[DATASET]
******

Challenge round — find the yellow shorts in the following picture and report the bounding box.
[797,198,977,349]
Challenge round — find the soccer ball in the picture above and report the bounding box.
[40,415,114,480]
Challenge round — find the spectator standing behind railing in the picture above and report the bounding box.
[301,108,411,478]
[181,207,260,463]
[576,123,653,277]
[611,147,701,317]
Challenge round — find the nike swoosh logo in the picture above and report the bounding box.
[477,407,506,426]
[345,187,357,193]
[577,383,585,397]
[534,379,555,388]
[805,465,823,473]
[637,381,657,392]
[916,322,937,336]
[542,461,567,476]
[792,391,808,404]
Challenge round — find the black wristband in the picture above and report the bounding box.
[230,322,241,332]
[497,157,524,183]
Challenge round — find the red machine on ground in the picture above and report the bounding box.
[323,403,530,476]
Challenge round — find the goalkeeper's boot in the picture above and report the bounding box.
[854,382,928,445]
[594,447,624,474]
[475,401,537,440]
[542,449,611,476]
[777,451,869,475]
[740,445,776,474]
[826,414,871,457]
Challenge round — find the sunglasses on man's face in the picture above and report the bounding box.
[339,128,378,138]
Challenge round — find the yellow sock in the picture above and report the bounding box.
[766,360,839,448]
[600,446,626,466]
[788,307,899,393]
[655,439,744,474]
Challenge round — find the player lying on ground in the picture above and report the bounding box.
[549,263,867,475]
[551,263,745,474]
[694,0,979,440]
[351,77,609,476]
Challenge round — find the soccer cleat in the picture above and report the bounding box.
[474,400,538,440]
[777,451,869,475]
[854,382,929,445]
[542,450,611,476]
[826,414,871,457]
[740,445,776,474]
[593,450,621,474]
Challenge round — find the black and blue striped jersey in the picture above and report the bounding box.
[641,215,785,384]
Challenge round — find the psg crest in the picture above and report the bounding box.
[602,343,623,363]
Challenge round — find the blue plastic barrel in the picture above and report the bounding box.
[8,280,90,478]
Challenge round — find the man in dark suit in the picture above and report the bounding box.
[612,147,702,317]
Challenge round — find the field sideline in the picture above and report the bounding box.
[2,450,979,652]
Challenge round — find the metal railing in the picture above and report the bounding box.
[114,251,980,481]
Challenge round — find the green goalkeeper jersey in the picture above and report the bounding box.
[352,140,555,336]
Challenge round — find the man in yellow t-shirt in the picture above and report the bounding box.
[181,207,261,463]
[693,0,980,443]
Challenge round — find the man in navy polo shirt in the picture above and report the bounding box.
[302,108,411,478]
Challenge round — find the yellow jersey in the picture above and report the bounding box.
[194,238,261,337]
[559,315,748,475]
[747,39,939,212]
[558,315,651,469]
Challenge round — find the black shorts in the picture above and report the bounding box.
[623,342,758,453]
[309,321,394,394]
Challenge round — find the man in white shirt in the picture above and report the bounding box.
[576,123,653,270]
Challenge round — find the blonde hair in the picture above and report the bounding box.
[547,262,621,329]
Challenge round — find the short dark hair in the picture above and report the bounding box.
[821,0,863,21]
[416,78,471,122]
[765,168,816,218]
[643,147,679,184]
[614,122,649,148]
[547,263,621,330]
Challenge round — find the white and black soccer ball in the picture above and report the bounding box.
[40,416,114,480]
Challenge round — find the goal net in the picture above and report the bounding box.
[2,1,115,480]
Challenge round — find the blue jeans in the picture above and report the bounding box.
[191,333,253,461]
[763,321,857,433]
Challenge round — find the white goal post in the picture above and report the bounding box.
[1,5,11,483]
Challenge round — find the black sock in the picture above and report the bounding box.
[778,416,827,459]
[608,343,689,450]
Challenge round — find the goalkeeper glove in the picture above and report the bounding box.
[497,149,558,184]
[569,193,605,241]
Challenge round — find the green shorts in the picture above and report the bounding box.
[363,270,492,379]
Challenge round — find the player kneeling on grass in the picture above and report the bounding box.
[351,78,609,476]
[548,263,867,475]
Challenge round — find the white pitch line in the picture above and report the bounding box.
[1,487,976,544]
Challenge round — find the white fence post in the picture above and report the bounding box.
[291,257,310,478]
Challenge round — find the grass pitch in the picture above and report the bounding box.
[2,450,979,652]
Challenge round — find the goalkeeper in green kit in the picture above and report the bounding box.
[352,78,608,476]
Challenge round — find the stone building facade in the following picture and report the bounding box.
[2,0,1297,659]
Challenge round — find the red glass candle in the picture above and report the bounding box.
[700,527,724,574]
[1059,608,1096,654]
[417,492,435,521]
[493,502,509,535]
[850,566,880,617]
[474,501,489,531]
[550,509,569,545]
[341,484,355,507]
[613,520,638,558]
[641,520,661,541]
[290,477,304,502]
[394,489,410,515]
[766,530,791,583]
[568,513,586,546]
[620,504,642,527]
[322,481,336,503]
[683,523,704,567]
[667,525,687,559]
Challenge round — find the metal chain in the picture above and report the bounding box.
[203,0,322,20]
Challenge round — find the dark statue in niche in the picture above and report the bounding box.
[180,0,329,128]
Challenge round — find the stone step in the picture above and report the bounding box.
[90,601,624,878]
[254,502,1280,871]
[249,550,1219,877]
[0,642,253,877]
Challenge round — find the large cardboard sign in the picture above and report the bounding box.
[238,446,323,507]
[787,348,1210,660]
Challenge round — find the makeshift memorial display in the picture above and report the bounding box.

******

[THE TASK] Return the data above in full, keeping each line exactly as it stands.

[TASK ANSWER]
Challenge round — find the yellow shorts in the following picture and report the bounding box.
[797,198,977,349]
Challenge round — find the soccer ball in the picture above and report the bounding box.
[40,415,114,480]
Challenge round — find the spectator standing behind railing in the picture above and report the bounding box.
[301,108,411,478]
[181,207,260,463]
[576,123,653,277]
[611,147,701,317]
Challenge round — find the nike swoosh logo in the picture above and report the bounding box.
[477,407,506,426]
[345,187,357,193]
[577,383,585,397]
[534,379,555,388]
[805,465,823,473]
[637,381,657,392]
[916,322,937,336]
[542,461,567,476]
[792,391,808,404]
Challenge round — find the black wristband in the picture above and report the bounding box.
[230,322,241,332]
[497,157,524,183]
Challenge round — find the red machine on ground in the picture above and report the bounding box.
[323,403,530,476]
Challenge round — find the goalkeeper's boot in the picture above and report the bounding box.
[854,382,928,445]
[594,447,624,474]
[475,401,537,440]
[542,449,611,476]
[777,451,869,475]
[740,445,776,474]
[826,414,871,457]
Challenge round — find the sunglasses on man's face in the picture above and report the bounding box.
[339,128,378,138]
Challenge round — find the yellow sock in the picture above and report the bounding box.
[766,360,839,448]
[600,446,626,466]
[788,307,899,393]
[655,439,744,474]
Challenge round — find the player lying on ground in the picture above and report the bounding box.
[549,263,867,475]
[551,263,745,474]
[694,0,979,440]
[351,77,609,476]
Challenge round — find the soccer cleat in the picture above and report the bounding box.
[474,400,538,440]
[777,451,869,475]
[854,382,929,445]
[542,450,611,476]
[826,414,871,457]
[740,445,776,474]
[593,450,621,474]
Challenge round — find the black and blue striped jersey in the picture above and report the bounding box.
[641,215,785,384]
Challenge round — find the psg crest in the picture above and report the bounding box.
[602,343,623,363]
Challenge round — find the blue plastic barrel in the picture above and report the bounding box.
[8,280,90,478]
Challenge round — find the man in dark suit in the picture above and report the bounding box.
[612,147,702,317]
Challenge round — find the field sideline in the picture above and report the bounding box.
[2,450,979,652]
Challenge round — find the metal railing in the picture above and report the bounding box.
[114,251,980,481]
Challenge round — find the green goalkeeper jersey in the picture above and report the bounding box.
[352,140,555,336]
Challenge round — find the man in yellow t-shirt in the picture above and report the bounding box.
[181,207,261,463]
[693,0,980,443]
Challenge round — find the man in navy polo shirt in the picture above and report the bounding box.
[302,108,411,478]
Challenge round — find the yellow jersey in the picture above and report the bounding box.
[194,238,261,337]
[559,315,748,475]
[747,39,939,212]
[558,315,651,469]
Challenge round — find the black shorts in the picture above and report the bounding box.
[623,342,758,453]
[309,321,394,394]
Challenge round — find the man in white shirt in the picture above and report the bounding box.
[576,123,653,270]
Challenge round — find the blonde hair in the picture above and report the bounding box.
[547,262,621,329]
Challenge round — find the short dark hair in the picture above and report the bounding box.
[821,0,863,21]
[416,78,471,122]
[765,168,816,218]
[643,147,679,184]
[614,122,649,148]
[547,263,621,330]
Challenge round — find the white and black soccer ball in the picture above and report the bounding box.
[40,416,114,480]
Challenge round — find the goal net in the picture above and report the bounding box.
[2,1,115,480]
Challenge round — find the blue jeans in the picture above and report the bounding box.
[191,333,253,461]
[763,321,857,433]
Challenge round — find the white goal post in the picture above and report the bounding box.
[1,5,11,483]
Challenge round — find the black sock in the picture above and report the bounding box.
[778,416,827,459]
[608,343,689,450]
Challenge round — find the goalkeeper glove in the picture above and report the bounding box.
[497,149,558,184]
[569,193,605,241]
Challenge round — find the green shorts in the picture above and report the bounding box.
[363,270,492,379]
Challenge round — find the player kneeling on grass in the picture above and report the bounding box.
[351,78,609,476]
[548,263,867,475]
Challenge round — find the white pitch line in the picture above and report the bounding box.
[1,487,976,544]
Challenge round — find the white fence post in the picture above and report the bounding box.
[291,257,310,478]
Challenge round — find the grass pitch in the picture above and report the bounding box.
[2,450,979,652]
Challenge round — find the goalkeeper in green kit in the picture above and report the bounding box.
[352,78,608,476]
Challenge round — find the stone building facade in the following picture and report the bounding box.
[2,0,1297,659]
Challenge round — find the red glass candle in the picture above and report the bounding box.
[700,527,724,574]
[1059,608,1096,654]
[417,492,435,521]
[493,502,509,535]
[850,566,880,617]
[474,501,489,531]
[550,509,569,545]
[341,484,355,507]
[613,520,638,558]
[641,520,661,541]
[290,477,304,502]
[394,489,410,515]
[766,530,791,583]
[568,513,586,546]
[620,504,642,527]
[322,481,336,503]
[683,523,704,567]
[667,525,687,559]
Challenge round — find the metal chain in the picture above and report the bounding box.
[203,0,322,20]
Challenge round — find the dark statue in niche in the picture above and report the bounding box.
[180,0,329,128]
Challenge round — find the stone step in the picture above and report the bounding box.
[90,601,624,878]
[254,502,1280,871]
[249,550,1219,877]
[0,642,253,877]
Challenge round — find the large cardboard sign in the picture above and report the bounding box.
[238,446,323,507]
[787,348,1210,660]
Challenge round — find the makeshift memorial display in the picture above and report the bounding box.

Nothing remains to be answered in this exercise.